▶ [EXTRACTED TEXT]:

[start]

When a rig lease is entered in Equinor’s own name, the lease liability will be recognised in Equinor’s Consolidated balance sheet on a gross (100%) basis. However, Equinor will not recognise any lease liability for periods where the rig is formally assigned to another party, effectively transferring both the right to use the leased asset and the primary responsibility for lease payments under the contract to this other party.

 

When a leased asset is assigned to a license for more than one non-consecutive periods within the same contract, Equinor will account for these non-consecutive periods in combination, both when considering whether to use the short-term exemption, and when determining the commencement of the lease.

 

Separation of lease and non-lease components

Many of Equinor’s lease contracts, such as rig and vessel leases, involve a number of additional services and components, including personnel cost, maintenance, drilling related activities, and other items. For a number of these contracts, the additional services represent a not inconsiderable portion of the total contract value. Where the additional services are not separately priced, the consideration paid has been allocated based on the relative stand-alone prices of the lease and non-lease components. Equinor’s previous practice for lease commitments reporting was to not distinguish fixed non-lease components within a lease contract from the actual lease components. The choice made under IFRS 16 to account for non-lease components separately for all classes of assets consequently represents a change in Equinor’s reporting of leases.

 

 


 

Evaluating the impact of option periods for the lease terms
Many of Equinor’s major leases, such as leases of vessels, rigs and buildings, include options to extend the lease term. Under IFRS 16, the evaluation of whether each lease contract’s extension options are considered reasonably certain to be exercised, are made at commencement of the leases and subsequently when facts and circumstances which are under the control of Equinor require it. In Equinor’s view, the term ‘reasonably certain’ implies a probability level significantly higher than ‘probable’, and this has been reflected in Equinor’s evaluations.

[end]

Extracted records
[start]

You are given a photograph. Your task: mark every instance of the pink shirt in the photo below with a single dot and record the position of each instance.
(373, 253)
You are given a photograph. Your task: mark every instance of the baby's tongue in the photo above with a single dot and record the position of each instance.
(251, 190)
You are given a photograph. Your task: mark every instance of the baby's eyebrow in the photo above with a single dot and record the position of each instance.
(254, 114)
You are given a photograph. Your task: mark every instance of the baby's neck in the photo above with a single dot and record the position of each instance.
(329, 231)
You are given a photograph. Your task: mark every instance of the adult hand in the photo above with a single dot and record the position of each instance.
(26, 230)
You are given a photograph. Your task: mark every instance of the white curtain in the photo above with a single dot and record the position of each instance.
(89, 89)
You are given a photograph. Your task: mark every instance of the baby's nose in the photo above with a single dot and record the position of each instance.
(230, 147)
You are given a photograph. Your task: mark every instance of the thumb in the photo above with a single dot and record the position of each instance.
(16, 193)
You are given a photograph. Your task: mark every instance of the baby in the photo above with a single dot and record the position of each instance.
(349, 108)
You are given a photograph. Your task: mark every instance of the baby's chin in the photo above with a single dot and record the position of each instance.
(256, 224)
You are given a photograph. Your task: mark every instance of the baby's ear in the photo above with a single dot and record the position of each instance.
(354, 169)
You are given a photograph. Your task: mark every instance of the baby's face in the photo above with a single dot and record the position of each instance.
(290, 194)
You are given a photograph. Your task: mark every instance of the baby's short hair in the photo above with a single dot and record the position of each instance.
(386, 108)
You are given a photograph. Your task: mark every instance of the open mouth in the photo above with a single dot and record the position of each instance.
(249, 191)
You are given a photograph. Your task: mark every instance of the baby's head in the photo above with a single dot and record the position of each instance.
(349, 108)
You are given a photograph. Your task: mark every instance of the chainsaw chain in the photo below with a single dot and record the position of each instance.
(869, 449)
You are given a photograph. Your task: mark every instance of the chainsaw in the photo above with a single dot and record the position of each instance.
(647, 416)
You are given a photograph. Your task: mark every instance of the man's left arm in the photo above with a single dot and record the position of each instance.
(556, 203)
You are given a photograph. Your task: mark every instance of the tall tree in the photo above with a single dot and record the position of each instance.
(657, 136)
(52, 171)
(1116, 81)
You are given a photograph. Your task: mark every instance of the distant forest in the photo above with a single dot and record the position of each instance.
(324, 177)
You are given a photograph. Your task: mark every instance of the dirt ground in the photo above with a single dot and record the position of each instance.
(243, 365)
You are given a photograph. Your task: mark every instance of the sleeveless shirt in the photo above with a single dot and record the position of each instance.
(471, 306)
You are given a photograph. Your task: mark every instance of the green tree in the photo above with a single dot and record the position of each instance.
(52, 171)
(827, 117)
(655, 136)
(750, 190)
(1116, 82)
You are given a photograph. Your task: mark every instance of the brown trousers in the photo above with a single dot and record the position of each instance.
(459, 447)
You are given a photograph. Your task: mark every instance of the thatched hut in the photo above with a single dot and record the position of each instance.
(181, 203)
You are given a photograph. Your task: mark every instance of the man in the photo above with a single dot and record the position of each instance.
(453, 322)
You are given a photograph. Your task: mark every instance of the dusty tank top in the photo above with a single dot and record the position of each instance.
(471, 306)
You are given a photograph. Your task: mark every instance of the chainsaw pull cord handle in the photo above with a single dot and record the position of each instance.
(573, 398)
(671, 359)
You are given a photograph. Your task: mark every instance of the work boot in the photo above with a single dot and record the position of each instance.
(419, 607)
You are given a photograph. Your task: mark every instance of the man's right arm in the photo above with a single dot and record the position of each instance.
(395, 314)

[end]

▶ [OBJECTIVES]:
(1) Reproduce the lease accounting passage word for word.
(2) Render part of the records as a JSON list of strings, one string per line with blank lines omitted. Begin at the line in the records that contains "of the dirt" and continue through the last line of the records.

▶ [RESPONSES]:
(1)
When a rig lease is entered in Equinor’s own name, the lease liability will be recognised in Equinor’s Consolidated balance sheet on a gross (100%) basis. However, Equinor will not recognise any lease liability for periods where the rig is formally assigned to another party, effectively transferring both the right to use the leased asset and the primary responsibility for lease payments under the contract to this other party.

 

When a leased asset is assigned to a license for more than one non-consecutive periods within the same contract, Equinor will account for these non-consecutive periods in combination, both when considering whether to use the short-term exemption, and when determining the commencement of the lease.

 

Separation of lease and non-lease components

Many of Equinor’s lease contracts, such as rig and vessel leases, involve a number of additional services and components, including personnel cost, maintenance, drilling related activities, and other items. For a number of these contracts, the additional services represent a not inconsiderable portion of the total contract value. Where the additional services are not separately priced, the consideration paid has been allocated based on the relative stand-alone prices of the lease and non-lease components. Equinor’s previous practice for lease commitments reporting was to not distinguish fixed non-lease components within a lease contract from the actual lease components. The choice made under IFRS 16 to account for non-lease components separately for all classes of assets consequently represents a change in Equinor’s reporting of leases.

 

 


 

Evaluating the impact of option periods for the lease terms
Many of Equinor’s major leases, such as leases of vessels, rigs and buildings, include options to extend the lease term. Under IFRS 16, the evaluation of whether each lease contract’s extension options are considered reasonably certain to be exercised, are made at commencement of the leases and subsequently when facts and circumstances which are under the control of Equinor require it. In Equinor’s view, the term ‘reasonably certain’ implies a probability level significantly higher than ‘probable’, and this has been reflected in Equinor’s evaluations.

(2)
[
  "You are given a photograph. Your task: mark every instance of the dirt ground in the photo above with a single dot and record the position of each instance.",
  "(243, 365)",
  "You are given a photograph. Your task: mark every instance of the sleeveless shirt in the photo above with a single dot and record the position of each instance.",
  "(471, 306)",
  "You are given a photograph. Your task: mark every instance of the green tree in the photo above with a single dot and record the position of each instance.",
  "(52, 171)",
  "(827, 117)",
  "(655, 136)",
  "(750, 190)",
  "(1116, 82)",
  "You are given a photograph. Your task: mark every instance of the brown trousers in the photo above with a single dot and record the position of each instance.",
  "(459, 447)",
  "You are given a photograph. Your task: mark every instance of the thatched hut in the photo above with a single dot and record the position of each instance.",
  "(181, 203)",
  "You are given a photograph. Your task: mark every instance of the man in the photo above with a single dot and record the position of each instance.",
  "(453, 322)",
  "You are given a photograph. Your task: mark every instance of the dusty tank top in the photo above with a single dot and record the position of each instance.",
  "(471, 306)",
  "You are given a photograph. Your task: mark every instance of the chainsaw pull cord handle in the photo above with a single dot and record the position of each instance.",
  "(573, 398)",
  "(671, 359)",
  "You are given a photograph. Your task: mark every instance of the work boot in the photo above with a single dot and record the position of each instance.",
  "(419, 607)",
  "You are given a photograph. Your task: mark every instance of the man's right arm in the photo above with a single dot and record the position of each instance.",
  "(395, 314)"
]